[WRITTEN REQUEST] Repeat all of the items below word for word, in their original order.

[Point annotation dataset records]
==*==

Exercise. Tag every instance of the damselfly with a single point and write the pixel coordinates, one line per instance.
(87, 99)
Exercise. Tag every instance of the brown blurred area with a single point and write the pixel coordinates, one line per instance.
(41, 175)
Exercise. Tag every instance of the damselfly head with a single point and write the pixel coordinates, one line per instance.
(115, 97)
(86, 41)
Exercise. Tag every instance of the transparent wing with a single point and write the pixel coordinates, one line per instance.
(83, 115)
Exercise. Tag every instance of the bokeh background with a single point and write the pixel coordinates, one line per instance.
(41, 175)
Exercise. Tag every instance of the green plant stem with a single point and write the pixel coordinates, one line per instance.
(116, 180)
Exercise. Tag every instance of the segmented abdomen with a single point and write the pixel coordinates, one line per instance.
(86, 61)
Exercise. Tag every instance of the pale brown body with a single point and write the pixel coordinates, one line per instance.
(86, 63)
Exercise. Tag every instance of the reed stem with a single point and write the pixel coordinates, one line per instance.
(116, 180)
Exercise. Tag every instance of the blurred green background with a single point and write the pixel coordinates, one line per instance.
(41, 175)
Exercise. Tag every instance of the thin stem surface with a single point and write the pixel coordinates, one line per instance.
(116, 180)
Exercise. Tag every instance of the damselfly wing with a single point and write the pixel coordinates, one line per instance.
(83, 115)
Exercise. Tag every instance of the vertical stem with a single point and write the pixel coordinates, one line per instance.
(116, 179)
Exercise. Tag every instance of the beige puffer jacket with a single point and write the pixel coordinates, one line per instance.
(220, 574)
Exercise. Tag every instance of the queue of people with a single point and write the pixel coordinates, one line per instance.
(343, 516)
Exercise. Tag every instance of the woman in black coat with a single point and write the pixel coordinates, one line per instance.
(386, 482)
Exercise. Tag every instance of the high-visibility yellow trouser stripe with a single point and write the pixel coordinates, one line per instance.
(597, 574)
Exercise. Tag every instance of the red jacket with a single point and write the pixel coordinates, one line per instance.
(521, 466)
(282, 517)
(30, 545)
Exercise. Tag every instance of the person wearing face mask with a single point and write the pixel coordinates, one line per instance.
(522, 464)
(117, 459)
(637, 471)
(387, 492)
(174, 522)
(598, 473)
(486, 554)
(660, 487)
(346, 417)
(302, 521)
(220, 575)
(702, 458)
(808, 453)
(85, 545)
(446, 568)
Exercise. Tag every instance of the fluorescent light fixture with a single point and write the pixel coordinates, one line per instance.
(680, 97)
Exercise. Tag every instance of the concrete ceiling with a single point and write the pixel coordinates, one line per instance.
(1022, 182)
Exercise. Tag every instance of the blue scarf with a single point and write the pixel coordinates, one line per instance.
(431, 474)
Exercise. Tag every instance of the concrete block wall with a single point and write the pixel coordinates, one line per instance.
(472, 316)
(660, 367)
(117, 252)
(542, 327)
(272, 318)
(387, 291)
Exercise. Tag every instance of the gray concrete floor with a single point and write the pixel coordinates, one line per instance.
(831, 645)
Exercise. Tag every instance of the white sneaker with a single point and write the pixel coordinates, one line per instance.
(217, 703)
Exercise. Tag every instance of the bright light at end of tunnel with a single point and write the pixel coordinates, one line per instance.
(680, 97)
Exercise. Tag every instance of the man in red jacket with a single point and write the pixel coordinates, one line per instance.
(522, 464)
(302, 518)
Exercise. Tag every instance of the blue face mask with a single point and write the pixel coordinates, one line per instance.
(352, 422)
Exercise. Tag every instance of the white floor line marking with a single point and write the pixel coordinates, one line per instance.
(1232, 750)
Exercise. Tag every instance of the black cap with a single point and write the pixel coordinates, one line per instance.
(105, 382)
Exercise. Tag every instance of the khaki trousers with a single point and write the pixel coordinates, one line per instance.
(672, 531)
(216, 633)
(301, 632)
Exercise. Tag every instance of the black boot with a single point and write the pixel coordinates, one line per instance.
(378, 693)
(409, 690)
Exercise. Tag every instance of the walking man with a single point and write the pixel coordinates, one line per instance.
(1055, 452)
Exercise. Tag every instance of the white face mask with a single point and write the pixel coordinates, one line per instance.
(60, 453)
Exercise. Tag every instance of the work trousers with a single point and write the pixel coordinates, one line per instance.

==*==

[PROBLEM SOLUTION]
Exercise. Tag every instance of the damselfly with a single point and write the pixel coordinates, one line per instance.
(87, 99)
Exercise. Tag every instance of the brown blurred area with a single point and write the pixel coordinates, one line per instance.
(41, 175)
Exercise. Tag every instance of the damselfly head with a single point and write the pixel coordinates, one line per instance.
(115, 97)
(86, 41)
Exercise. Tag every instance of the transparent wing with a single point and write the pixel coordinates, one line per instance.
(83, 115)
Exercise. Tag every instance of the bokeh background with a single point and write the pixel coordinates, one line per instance.
(41, 175)
Exercise. Tag every instance of the green plant stem with a single point and write the pixel coordinates, one line per instance.
(116, 180)
Exercise. Tag every instance of the segmented abdomen with a single point and write the pixel coordinates, one line per instance.
(86, 61)
Exercise. Tag every instance of the pale brown body with a single point and write the pixel coordinates, one line per instance.
(86, 63)
Exercise. Tag every instance of the reed stem with a single point and write the pixel coordinates, one line per instance.
(116, 180)
Exercise. Tag every instance of the blurred green background with a single point and write the pixel coordinates, one line per instance.
(41, 175)
Exercise. Tag every instance of the thin stem surface with a single point and write the pixel coordinates, one line per instance.
(116, 180)
Exercise. Tag every instance of the damselfly wing with a single point and write the pixel coordinates, one line per instance.
(83, 115)
Exercise. Tag every instance of the vertical stem with a single point and write the pixel coordinates, one line per instance.
(116, 179)
Exercise. Tag every instance of the beige puffer jacket with a single point and write the pixel coordinates, one line per instance.
(220, 574)
Exercise. Tag every instance of the queue of people with a single point and write the pixel coordinates, one line per instance.
(343, 516)
Exercise. Tag every instance of the woman in black coat with a single point and write the pixel coordinates, one line per instance.
(386, 482)
Exercise. Tag every instance of the high-visibility yellow trouser stripe with a single point and write the pixel coordinates, one line per instance.
(597, 574)
Exercise. Tag every instance of the red jacket with a single point and write the pixel coordinates, one line per instance.
(521, 466)
(282, 517)
(30, 545)
Exercise. Tag every instance of the person wearing face mask with a single point and write the pixel coordinates, one line per instance.
(522, 464)
(117, 459)
(637, 471)
(387, 492)
(174, 522)
(598, 473)
(486, 554)
(660, 487)
(346, 417)
(302, 521)
(220, 575)
(702, 458)
(808, 453)
(85, 545)
(446, 568)
Exercise. Tag every instance of the fluorescent light fixture with a single point and write the pixel coordinates, one line per instance.
(680, 97)
Exercise. Tag every instance of the concrete ceiling with a single point and write the pixel coordinates, one line per instance.
(1022, 182)
Exercise. Tag every instance of the blue scarf with a single point and write the pixel coordinates, one line per instance.
(431, 474)
Exercise. Tag every instance of the concrete block wall with a single point and write the pixel coordinates, one line per instance.
(472, 316)
(660, 367)
(117, 252)
(542, 327)
(272, 318)
(387, 291)
Exercise. Tag every instance of the gray concrete floor with a single point and write the pixel coordinates, one line per instance.
(831, 645)
Exercise. Tag every instance of the white sneaker with a single point and write the pixel coordinates, one line per instance.
(217, 703)
Exercise. Tag every instance of the bright light at end of tunnel with a single point and write the pixel coordinates, one line per instance.
(680, 97)
Exercise. Tag every instance of the man in red jacket with a single point and write the pixel coordinates, one line per instance.
(522, 464)
(302, 518)
Exercise. Tag every instance of the blue face mask with a single point and write the pixel coordinates, one line per instance.
(352, 422)
Exercise. Tag every instance of the white floor line marking with a single point and write the pixel coordinates, one line per instance.
(1232, 750)
Exercise. Tag every instance of the black cap with a single point and write the pixel coordinates, one line per instance.
(105, 382)
Exercise. Tag every instance of the khaki trousers with a single point and write the pixel coordinates, one line per instance.
(672, 531)
(216, 633)
(301, 632)
Exercise. Tag every instance of the black boot with a single point and write the pixel coordinates, one line per instance.
(378, 693)
(409, 690)
Exercise. Tag every instance of the walking man with a single point and write the pixel coordinates, one line per instance.
(1055, 452)
Exercise. Tag every instance of the white face mask with a single point and write the pixel coordinates, one line per instance.
(60, 453)
Exercise. Tag every instance of the work trousers with a single point and write the pixel coordinates, one line per instance.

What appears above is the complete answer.